Assignment: A single number is all that's needed: how many lines in the data contain the string "pipe".
*** Opening of Input material ***
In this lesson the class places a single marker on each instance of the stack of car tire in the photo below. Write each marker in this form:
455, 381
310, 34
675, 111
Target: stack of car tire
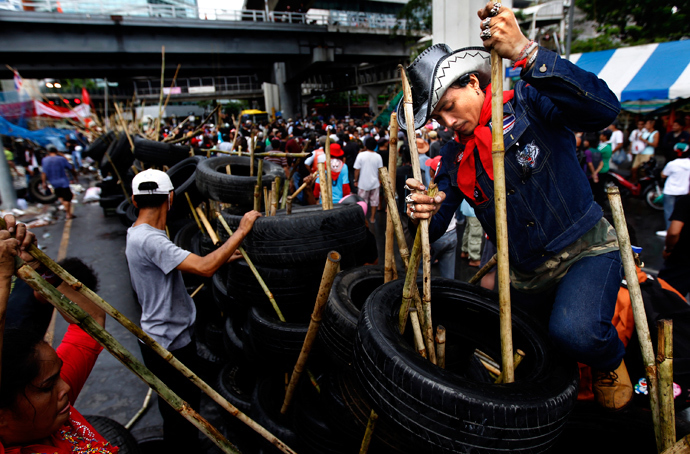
360, 361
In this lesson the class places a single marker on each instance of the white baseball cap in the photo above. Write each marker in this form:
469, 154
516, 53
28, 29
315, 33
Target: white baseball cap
161, 180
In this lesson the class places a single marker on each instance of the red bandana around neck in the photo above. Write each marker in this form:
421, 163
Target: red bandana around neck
480, 138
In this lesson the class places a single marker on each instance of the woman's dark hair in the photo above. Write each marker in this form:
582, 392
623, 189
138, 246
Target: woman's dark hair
462, 81
81, 271
150, 200
19, 363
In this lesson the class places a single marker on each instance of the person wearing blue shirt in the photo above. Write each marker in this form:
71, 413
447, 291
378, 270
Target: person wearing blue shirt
565, 266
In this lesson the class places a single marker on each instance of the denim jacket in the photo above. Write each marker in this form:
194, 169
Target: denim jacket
549, 200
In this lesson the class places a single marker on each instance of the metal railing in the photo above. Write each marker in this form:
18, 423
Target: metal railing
181, 11
198, 85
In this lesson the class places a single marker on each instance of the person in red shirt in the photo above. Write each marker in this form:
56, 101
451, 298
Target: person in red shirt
39, 385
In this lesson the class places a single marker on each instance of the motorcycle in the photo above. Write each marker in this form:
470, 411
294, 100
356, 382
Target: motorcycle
648, 187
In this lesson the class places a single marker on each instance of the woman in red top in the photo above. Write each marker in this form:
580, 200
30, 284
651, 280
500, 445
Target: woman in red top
38, 385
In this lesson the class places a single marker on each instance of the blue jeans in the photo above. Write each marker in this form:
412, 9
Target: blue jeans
669, 203
581, 308
443, 250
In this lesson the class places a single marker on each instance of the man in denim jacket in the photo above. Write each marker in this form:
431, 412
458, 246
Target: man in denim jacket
564, 259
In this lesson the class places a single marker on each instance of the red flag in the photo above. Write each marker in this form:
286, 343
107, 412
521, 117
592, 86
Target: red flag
86, 99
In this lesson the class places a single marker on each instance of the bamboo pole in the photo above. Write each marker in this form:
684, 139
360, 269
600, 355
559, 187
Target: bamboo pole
664, 365
637, 305
518, 356
424, 223
88, 324
390, 270
394, 215
160, 98
268, 293
209, 229
322, 178
117, 174
124, 126
191, 208
484, 270
286, 189
371, 424
251, 157
327, 185
441, 346
497, 153
417, 332
274, 199
167, 98
330, 270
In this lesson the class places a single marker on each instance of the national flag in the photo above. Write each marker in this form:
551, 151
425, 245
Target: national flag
18, 81
86, 99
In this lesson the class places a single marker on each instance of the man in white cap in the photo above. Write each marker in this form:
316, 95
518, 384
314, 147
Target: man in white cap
167, 311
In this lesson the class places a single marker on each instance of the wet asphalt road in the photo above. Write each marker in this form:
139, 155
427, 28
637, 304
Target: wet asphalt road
115, 392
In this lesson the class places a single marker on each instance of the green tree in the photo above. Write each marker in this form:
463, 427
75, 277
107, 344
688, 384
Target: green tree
640, 21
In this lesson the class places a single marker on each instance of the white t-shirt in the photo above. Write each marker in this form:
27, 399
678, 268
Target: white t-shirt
636, 145
678, 173
368, 163
616, 138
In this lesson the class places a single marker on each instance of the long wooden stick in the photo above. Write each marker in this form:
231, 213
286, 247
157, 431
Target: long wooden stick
484, 270
330, 270
88, 324
664, 363
637, 305
390, 270
371, 424
424, 223
497, 153
268, 293
148, 340
160, 98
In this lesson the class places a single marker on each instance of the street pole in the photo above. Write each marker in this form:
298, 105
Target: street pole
8, 195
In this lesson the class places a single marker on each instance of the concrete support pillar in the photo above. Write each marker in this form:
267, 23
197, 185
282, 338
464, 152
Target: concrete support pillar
289, 92
455, 22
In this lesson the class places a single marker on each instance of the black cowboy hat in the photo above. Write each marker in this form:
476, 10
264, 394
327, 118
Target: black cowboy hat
434, 70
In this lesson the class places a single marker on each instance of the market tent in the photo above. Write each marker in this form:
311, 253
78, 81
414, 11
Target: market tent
649, 74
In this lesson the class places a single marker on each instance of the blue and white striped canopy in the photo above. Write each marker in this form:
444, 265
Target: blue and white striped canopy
642, 73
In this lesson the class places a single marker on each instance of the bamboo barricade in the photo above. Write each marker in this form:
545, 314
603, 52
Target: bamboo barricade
498, 155
390, 270
105, 339
209, 229
330, 270
268, 293
638, 308
124, 126
322, 178
664, 365
371, 424
193, 210
517, 359
441, 346
327, 184
417, 332
484, 270
67, 306
160, 97
424, 223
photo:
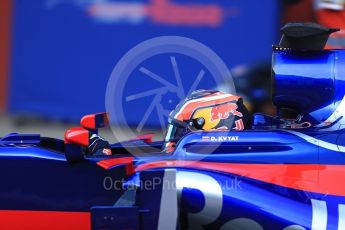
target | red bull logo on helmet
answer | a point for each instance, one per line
(224, 111)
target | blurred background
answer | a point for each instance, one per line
(56, 56)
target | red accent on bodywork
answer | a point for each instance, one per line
(148, 138)
(90, 121)
(52, 220)
(127, 161)
(78, 136)
(325, 179)
(223, 111)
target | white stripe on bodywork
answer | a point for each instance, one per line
(319, 219)
(341, 222)
(323, 144)
(339, 112)
(203, 99)
(168, 211)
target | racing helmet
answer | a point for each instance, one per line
(207, 110)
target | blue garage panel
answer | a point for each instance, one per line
(64, 51)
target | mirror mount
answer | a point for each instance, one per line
(93, 122)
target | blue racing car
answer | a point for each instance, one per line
(217, 168)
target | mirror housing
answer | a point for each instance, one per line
(95, 121)
(79, 136)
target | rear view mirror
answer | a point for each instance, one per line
(79, 136)
(95, 121)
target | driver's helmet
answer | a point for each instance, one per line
(206, 110)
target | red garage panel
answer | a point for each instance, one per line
(5, 18)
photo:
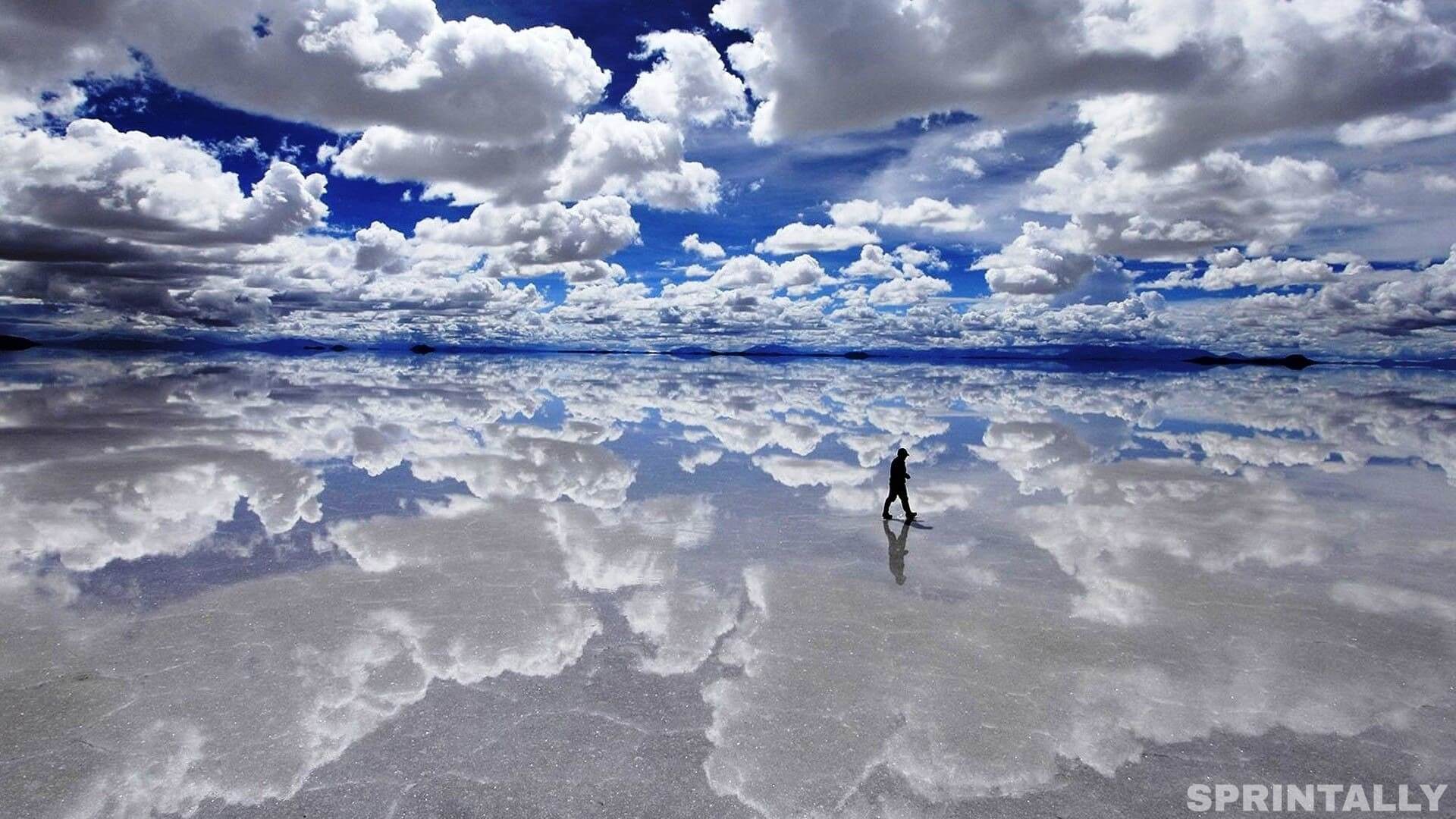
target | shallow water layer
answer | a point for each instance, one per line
(644, 586)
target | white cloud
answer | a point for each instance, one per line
(1203, 76)
(1187, 209)
(1229, 270)
(1391, 129)
(686, 83)
(601, 155)
(937, 216)
(800, 276)
(612, 155)
(900, 292)
(707, 249)
(546, 234)
(127, 184)
(799, 238)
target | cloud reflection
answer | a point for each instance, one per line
(1117, 561)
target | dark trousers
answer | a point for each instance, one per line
(897, 491)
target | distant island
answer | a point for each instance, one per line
(15, 343)
(1085, 356)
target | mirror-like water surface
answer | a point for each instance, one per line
(642, 586)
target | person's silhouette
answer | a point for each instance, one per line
(897, 485)
(897, 551)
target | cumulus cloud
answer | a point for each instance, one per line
(937, 216)
(612, 155)
(548, 234)
(1391, 129)
(1196, 77)
(707, 249)
(127, 184)
(686, 83)
(1229, 268)
(601, 155)
(799, 276)
(799, 238)
(1187, 209)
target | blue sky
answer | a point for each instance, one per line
(1248, 177)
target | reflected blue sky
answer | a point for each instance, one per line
(551, 585)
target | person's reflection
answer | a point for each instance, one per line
(897, 550)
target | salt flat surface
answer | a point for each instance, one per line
(644, 586)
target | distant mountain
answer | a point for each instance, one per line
(1430, 363)
(1294, 362)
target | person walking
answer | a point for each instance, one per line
(897, 485)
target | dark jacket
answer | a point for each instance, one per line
(897, 472)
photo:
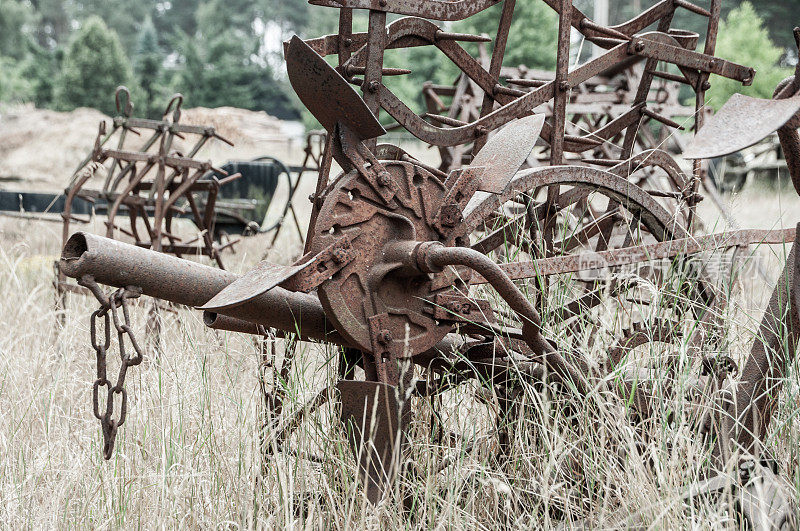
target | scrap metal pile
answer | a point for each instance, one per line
(397, 250)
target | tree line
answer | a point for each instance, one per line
(66, 54)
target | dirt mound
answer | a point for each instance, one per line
(40, 149)
(237, 125)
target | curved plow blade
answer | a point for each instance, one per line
(325, 93)
(258, 280)
(740, 123)
(506, 151)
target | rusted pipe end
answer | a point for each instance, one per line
(74, 250)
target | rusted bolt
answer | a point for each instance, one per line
(384, 179)
(384, 337)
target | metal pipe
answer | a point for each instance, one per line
(180, 281)
(173, 279)
(435, 256)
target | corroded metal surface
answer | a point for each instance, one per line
(734, 128)
(394, 245)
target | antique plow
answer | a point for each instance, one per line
(395, 247)
(152, 185)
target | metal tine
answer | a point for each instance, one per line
(360, 70)
(602, 162)
(500, 89)
(663, 119)
(671, 77)
(692, 7)
(444, 120)
(611, 32)
(528, 82)
(465, 37)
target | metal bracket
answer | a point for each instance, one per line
(321, 267)
(462, 185)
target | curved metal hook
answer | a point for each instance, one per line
(177, 101)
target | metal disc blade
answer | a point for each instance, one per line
(740, 123)
(506, 151)
(325, 93)
(258, 280)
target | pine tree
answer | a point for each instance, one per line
(93, 67)
(147, 66)
(220, 64)
(744, 40)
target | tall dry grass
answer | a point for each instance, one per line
(189, 454)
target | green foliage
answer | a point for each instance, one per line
(93, 67)
(41, 68)
(533, 36)
(14, 87)
(744, 39)
(14, 16)
(221, 66)
(148, 61)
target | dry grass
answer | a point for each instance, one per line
(188, 455)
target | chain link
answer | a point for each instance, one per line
(109, 313)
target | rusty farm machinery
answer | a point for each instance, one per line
(478, 271)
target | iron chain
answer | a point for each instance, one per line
(109, 313)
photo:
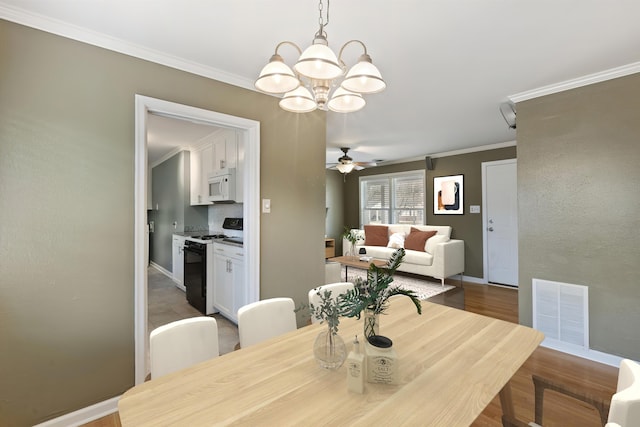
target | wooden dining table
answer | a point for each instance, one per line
(452, 363)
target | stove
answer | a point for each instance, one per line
(198, 263)
(210, 237)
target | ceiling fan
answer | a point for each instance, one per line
(346, 164)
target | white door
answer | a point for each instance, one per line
(500, 220)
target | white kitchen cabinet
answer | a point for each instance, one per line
(178, 261)
(201, 166)
(229, 293)
(225, 150)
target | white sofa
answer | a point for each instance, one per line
(442, 257)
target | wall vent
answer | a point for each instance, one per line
(561, 312)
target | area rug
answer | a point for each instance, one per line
(425, 289)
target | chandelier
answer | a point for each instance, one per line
(309, 85)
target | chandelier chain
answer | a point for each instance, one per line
(321, 21)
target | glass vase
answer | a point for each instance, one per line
(353, 250)
(329, 350)
(370, 323)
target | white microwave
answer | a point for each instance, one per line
(222, 186)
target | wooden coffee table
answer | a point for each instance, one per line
(354, 261)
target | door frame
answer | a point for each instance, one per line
(485, 225)
(250, 131)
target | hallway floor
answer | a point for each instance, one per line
(167, 303)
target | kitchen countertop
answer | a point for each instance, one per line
(190, 234)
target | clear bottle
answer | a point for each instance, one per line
(355, 369)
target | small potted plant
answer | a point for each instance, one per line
(371, 296)
(329, 349)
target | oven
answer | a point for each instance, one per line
(195, 274)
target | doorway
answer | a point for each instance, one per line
(251, 187)
(500, 222)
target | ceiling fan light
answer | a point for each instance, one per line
(299, 100)
(318, 61)
(276, 77)
(344, 101)
(345, 167)
(364, 77)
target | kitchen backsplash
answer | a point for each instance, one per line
(218, 212)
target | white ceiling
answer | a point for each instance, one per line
(448, 64)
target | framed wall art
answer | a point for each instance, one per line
(448, 192)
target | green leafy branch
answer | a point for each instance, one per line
(374, 292)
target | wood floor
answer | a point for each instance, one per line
(502, 303)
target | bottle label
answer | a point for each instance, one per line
(355, 370)
(381, 370)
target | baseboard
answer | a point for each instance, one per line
(161, 270)
(470, 279)
(84, 415)
(593, 355)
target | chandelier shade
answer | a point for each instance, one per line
(344, 101)
(364, 77)
(298, 100)
(345, 167)
(318, 62)
(313, 82)
(277, 77)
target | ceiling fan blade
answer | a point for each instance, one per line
(366, 164)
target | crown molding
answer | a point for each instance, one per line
(64, 29)
(453, 153)
(589, 79)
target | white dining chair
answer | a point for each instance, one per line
(182, 343)
(265, 319)
(336, 290)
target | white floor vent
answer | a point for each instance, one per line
(561, 312)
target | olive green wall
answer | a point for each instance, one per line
(334, 224)
(66, 212)
(579, 204)
(467, 227)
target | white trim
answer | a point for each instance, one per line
(471, 279)
(169, 155)
(485, 243)
(596, 356)
(589, 79)
(64, 29)
(250, 131)
(84, 415)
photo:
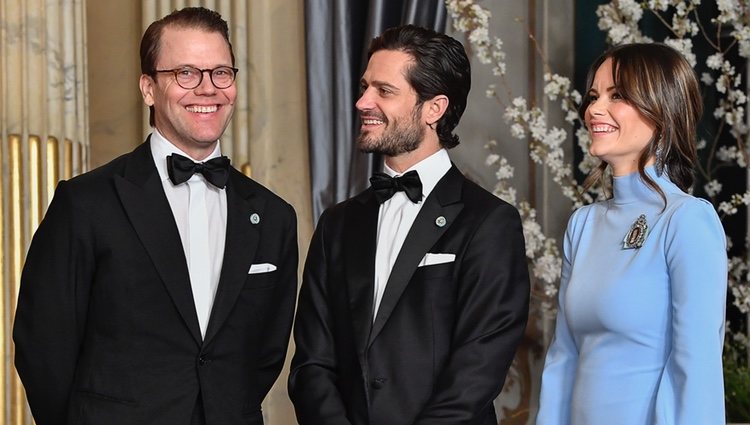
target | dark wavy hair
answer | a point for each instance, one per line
(440, 67)
(188, 17)
(660, 83)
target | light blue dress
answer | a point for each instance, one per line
(639, 331)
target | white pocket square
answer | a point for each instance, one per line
(261, 268)
(432, 259)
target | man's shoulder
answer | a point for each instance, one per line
(248, 185)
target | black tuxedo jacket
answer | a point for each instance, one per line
(106, 330)
(444, 336)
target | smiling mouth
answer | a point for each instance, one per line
(603, 128)
(202, 109)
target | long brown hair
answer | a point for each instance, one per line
(660, 83)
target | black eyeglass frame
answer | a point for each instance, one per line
(210, 71)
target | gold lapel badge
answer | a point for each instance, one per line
(637, 233)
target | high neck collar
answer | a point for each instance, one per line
(632, 188)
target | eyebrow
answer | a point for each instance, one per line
(609, 89)
(379, 84)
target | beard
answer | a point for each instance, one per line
(398, 137)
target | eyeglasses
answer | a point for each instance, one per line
(190, 77)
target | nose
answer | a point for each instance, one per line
(206, 86)
(365, 102)
(596, 107)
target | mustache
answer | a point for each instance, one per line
(373, 114)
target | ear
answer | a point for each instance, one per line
(146, 84)
(434, 109)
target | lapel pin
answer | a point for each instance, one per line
(637, 234)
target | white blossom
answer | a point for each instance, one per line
(712, 188)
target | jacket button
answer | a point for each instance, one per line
(378, 383)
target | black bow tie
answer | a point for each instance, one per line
(385, 186)
(215, 171)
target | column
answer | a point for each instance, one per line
(43, 138)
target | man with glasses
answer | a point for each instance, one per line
(160, 288)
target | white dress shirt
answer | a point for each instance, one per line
(397, 215)
(179, 197)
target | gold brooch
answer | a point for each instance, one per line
(637, 234)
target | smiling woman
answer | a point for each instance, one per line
(644, 276)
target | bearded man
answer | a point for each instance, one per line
(415, 292)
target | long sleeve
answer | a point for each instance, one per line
(691, 390)
(51, 313)
(313, 374)
(272, 353)
(493, 300)
(562, 356)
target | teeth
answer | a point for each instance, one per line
(603, 128)
(202, 109)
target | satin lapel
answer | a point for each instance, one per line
(360, 230)
(142, 196)
(240, 246)
(444, 201)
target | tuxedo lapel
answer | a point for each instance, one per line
(240, 246)
(142, 196)
(360, 230)
(444, 201)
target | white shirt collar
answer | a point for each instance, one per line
(430, 170)
(161, 148)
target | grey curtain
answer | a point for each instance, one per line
(338, 33)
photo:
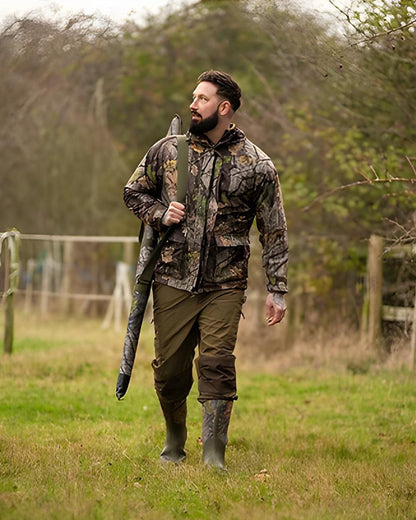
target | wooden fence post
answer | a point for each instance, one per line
(413, 338)
(11, 263)
(375, 288)
(68, 262)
*** Close of Input material ***
Solution to the exercise: 2